ESERCIZIO SCRITTO: Ricopia fedelmente il tratto del brano sul gelato compreso tra "Siamo in fase" e "nocciole o aromi.", estremi inclusi.

Buono...e che sia gelato!

Buono...e che sia gelato!

Siamo in fase 2, ma già da qualche giorno abbiamo potuto gratificarci con un buon gelato da asporto. Con le prime giornate calde vien voglia di rinfrescarsi con un cono o una coppetta da passeggio. Cerchiamo di capire qualcosa di più di questo alimento goloso e rinfrescante.

I gelati si dividono in due grandi categorie: alle creme e alla frutta. Gli ingredienti basilari sono per tutti i gelati, il latte, lo zucchero e le uova. A questi elementi base, se ne possono aggiungere altri, a seconda di quello che si vuole ottenere, ad esempio frutta o creme o nocciole o aromi.

DATI:

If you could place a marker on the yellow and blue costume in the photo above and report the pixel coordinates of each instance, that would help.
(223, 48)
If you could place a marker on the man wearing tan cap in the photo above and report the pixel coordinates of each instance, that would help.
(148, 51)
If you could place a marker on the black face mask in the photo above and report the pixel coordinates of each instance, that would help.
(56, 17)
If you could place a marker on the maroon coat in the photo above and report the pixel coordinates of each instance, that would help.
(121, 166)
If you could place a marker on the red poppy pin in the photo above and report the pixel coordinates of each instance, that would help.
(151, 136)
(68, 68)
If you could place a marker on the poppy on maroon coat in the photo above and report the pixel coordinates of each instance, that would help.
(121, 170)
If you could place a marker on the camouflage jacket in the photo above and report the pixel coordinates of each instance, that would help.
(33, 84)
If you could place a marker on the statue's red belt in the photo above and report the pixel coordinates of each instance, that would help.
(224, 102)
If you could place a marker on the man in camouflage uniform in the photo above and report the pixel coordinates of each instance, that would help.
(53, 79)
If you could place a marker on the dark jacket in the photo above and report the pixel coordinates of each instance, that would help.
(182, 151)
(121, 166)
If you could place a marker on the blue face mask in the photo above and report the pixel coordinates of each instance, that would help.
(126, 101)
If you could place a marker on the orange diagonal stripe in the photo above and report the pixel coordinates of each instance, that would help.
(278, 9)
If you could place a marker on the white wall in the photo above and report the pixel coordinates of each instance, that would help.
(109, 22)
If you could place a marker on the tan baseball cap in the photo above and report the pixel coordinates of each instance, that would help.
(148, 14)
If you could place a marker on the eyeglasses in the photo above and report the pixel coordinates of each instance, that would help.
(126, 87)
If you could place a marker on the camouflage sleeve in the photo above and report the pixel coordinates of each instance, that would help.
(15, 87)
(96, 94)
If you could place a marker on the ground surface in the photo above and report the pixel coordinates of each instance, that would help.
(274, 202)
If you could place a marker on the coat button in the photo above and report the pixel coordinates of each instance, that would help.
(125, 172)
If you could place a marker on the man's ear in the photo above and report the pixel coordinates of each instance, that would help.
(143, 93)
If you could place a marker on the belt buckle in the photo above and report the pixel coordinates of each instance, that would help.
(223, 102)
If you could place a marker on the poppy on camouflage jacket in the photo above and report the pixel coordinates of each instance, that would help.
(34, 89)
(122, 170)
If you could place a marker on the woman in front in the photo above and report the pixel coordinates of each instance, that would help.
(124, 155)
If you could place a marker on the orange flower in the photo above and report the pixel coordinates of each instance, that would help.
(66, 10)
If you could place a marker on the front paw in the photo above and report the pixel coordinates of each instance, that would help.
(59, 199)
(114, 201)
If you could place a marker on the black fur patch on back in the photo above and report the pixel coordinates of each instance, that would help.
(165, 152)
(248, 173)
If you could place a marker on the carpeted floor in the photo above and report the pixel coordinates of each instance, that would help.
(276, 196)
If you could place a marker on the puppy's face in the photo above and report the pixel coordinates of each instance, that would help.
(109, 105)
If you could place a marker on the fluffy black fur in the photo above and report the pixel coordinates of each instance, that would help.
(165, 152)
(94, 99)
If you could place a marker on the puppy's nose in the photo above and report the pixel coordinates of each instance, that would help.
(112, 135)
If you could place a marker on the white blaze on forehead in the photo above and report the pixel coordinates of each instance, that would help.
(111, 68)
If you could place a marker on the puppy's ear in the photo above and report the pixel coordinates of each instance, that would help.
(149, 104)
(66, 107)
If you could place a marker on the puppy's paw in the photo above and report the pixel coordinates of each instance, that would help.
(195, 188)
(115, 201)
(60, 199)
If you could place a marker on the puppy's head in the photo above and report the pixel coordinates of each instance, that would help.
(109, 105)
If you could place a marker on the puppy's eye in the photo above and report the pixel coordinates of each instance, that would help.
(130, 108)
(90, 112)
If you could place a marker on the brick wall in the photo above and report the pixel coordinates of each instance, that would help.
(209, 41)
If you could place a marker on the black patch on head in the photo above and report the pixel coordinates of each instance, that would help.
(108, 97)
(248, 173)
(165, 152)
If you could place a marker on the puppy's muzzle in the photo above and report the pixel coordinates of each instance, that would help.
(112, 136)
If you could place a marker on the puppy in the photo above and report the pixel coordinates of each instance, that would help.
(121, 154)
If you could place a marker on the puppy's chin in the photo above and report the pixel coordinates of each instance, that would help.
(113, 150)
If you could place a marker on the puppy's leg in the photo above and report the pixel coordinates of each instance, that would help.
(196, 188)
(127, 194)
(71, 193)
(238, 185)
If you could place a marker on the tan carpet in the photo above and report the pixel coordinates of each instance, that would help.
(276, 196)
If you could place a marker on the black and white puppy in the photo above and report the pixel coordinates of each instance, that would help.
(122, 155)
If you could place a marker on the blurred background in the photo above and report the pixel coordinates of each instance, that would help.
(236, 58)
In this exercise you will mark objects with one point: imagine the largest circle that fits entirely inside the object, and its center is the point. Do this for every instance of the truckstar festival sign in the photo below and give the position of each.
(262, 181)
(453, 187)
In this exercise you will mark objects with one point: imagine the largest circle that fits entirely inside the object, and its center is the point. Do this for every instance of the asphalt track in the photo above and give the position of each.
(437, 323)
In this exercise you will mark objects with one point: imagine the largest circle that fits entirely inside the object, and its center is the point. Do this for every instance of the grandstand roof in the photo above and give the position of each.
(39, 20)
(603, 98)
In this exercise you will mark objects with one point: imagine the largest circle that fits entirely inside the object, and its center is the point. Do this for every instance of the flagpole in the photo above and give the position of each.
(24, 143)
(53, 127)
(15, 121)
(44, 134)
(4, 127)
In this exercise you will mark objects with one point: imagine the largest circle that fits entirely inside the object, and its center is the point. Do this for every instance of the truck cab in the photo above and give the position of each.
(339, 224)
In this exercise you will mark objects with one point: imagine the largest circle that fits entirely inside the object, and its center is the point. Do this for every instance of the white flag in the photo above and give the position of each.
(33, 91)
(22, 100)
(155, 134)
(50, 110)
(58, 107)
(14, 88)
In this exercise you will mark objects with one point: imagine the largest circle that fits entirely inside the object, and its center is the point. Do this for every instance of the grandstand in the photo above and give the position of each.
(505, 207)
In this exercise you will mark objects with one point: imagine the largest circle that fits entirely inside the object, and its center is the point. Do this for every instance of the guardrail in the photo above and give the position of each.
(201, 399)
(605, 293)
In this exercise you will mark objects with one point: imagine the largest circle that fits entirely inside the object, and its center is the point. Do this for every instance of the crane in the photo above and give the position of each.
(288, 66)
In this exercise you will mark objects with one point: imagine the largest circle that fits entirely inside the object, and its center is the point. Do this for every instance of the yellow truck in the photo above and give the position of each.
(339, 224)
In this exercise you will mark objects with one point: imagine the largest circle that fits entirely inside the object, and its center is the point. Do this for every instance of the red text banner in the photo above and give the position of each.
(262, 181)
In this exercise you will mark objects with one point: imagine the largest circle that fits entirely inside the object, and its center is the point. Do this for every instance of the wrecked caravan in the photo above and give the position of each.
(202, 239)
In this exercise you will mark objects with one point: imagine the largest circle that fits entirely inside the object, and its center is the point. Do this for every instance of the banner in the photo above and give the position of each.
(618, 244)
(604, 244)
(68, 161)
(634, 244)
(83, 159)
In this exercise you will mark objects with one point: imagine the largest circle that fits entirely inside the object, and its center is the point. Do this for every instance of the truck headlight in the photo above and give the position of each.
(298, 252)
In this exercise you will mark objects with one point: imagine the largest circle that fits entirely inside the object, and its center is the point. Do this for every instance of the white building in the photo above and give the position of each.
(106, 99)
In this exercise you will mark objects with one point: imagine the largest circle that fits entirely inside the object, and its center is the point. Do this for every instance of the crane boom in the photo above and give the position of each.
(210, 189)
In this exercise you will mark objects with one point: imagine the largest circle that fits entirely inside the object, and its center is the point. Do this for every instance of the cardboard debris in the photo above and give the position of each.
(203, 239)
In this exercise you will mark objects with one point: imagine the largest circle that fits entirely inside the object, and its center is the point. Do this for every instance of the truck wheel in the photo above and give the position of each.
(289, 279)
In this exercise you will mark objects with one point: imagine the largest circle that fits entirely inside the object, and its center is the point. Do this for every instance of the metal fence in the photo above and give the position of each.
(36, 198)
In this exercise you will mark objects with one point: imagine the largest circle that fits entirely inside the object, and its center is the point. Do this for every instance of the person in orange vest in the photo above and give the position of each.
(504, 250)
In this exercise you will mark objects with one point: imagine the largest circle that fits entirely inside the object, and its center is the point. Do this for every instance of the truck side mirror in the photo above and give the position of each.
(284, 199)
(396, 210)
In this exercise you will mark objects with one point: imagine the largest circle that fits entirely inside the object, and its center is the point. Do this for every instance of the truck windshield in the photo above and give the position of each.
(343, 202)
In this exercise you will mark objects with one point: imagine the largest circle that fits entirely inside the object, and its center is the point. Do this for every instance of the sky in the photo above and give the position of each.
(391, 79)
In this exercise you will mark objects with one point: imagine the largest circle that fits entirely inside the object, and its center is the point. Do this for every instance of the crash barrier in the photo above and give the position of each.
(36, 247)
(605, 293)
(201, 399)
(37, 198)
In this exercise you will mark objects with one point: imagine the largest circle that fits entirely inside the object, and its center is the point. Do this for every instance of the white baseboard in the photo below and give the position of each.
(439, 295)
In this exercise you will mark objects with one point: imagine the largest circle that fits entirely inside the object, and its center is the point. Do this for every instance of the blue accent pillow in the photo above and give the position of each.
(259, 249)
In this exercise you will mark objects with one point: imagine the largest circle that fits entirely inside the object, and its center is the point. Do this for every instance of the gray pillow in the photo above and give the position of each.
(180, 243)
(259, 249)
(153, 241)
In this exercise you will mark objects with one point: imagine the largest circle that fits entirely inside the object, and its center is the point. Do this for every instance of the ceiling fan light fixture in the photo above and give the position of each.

ESERCIZIO SVOLTO:
Siamo in fase 2, ma già da qualche giorno abbiamo potuto gratificarci con un buon gelato da asporto. Con le prime giornate calde vien voglia di rinfrescarsi con un cono o una coppetta da passeggio. Cerchiamo di capire qualcosa di più di questo alimento goloso e rinfrescante.

I gelati si dividono in due grandi categorie: alle creme e alla frutta. Gli ingredienti basilari sono per tutti i gelati, il latte, lo zucchero e le uova. A questi elementi base, se ne possono aggiungere altri, a seconda di quello che si vuole ottenere, ad esempio frutta o creme o nocciole o aromi.